BENVENUTE in ABITARE IL CENTRO, una sezione di interviste in cui parlano in sorellanza persone che hanno fatto dell'arte fotografica - e non solo - il loro medium creativo.

Io sono Angelica Intini e oggi, con tutte noi, abiterà il centro Valeria Vavoom, artista che dà vita a fotografie che si muovono in un'area di confine tra il comico e il tragico, esorcizzando le esperienze di vita con un linguaggio visivo ironico, poetico e profondamente umano. Le sue immagini sono un'esplosione di colori, forme e emozioni, che catturano l'essenza della condizione umana in tutte le sue contraddizioni e complessità.

╱ ⭒ Dialoghiamo insieme ⭒ ╱

• In che modo l'arte, sia come processo creativo che come prodotto finale, può fungere da mezzo per esplorare e promuovere il concetto di "prendersi cura", sia in relazione all'artista che al pubblico?

Domanda complessa. Per rispondere inizierei col definire la parola in causa, cura, come interessamento verso qualcosa o mezzo di guarigione. Così descritto, mi pare che il concetto di cura troverebbe la sua applicazione ideale nel processo di ricerca artistica. Mi spiego meglio.
Ricercare significa reperire, trovare qualcosa di assente. Ciò che promuove una ricerca è dunque la presa di coscienza di qualcosa che manca, uno stato di inquietudine dato da un difetto.
L’artista avvia la sua ricerca con in mente un duplice fine, quello di guarire il vuoto percepito, e quello di avvicinarsi all’oggetto del suo desiderio. In questo processo, il ruolo della cura è quello di indirizzare la ricerca verso qualcosa e di prendersene cura, una volta trovato.
In breve, nella cura, in quanto interessamento attivo, risiedono la motivazione e il funzionamento della ricerca.

• _Dati mostrati_:
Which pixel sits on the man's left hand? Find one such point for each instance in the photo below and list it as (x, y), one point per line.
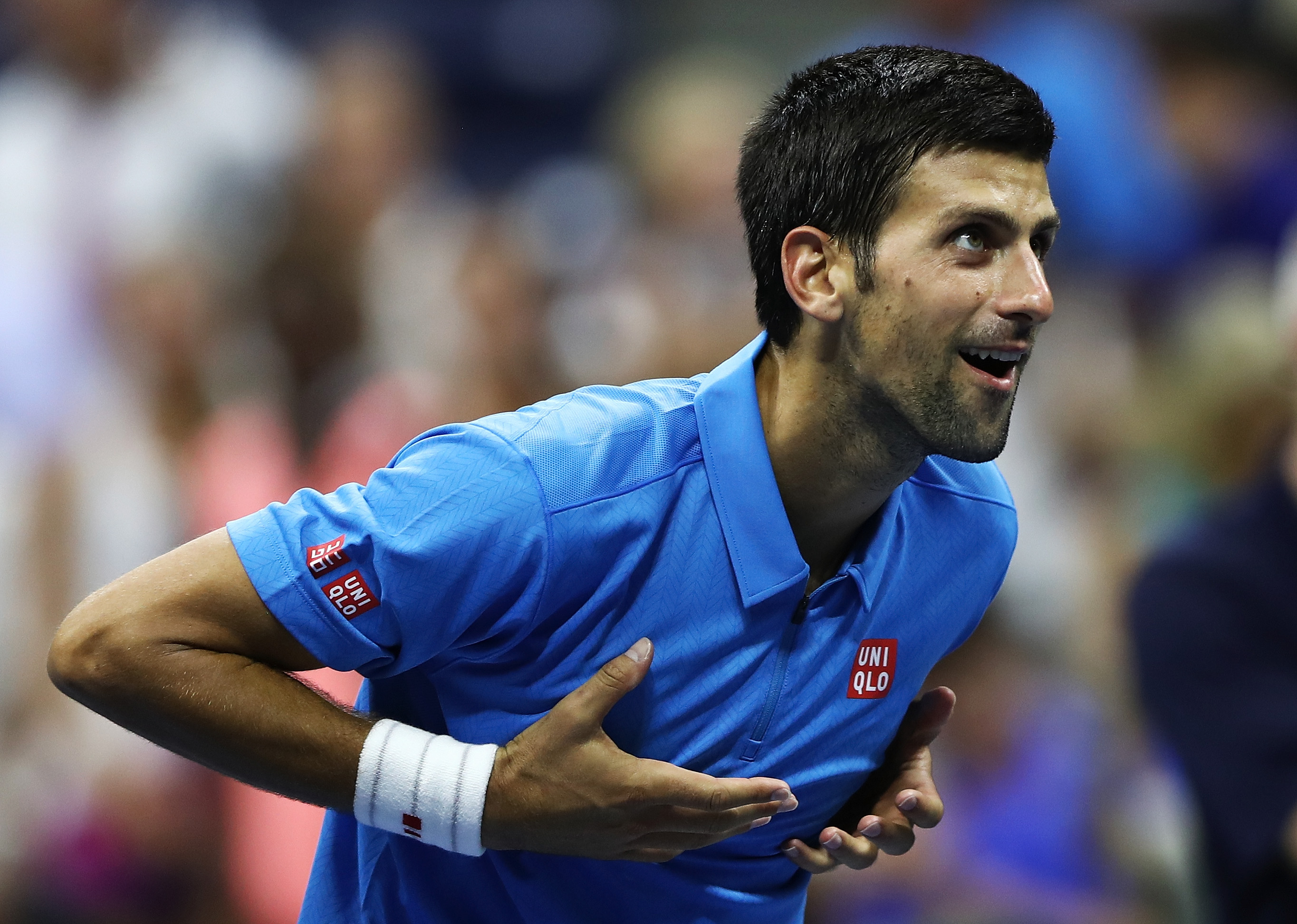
(910, 796)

• _Cosa occorre_:
Secondo l'intervista, quale duplice fine si propone l'artista quando avvia la sua ricerca?

• _Risposta scritta_:
Guarire il vuoto percepito e avvicinarsi all'oggetto del suo desiderio.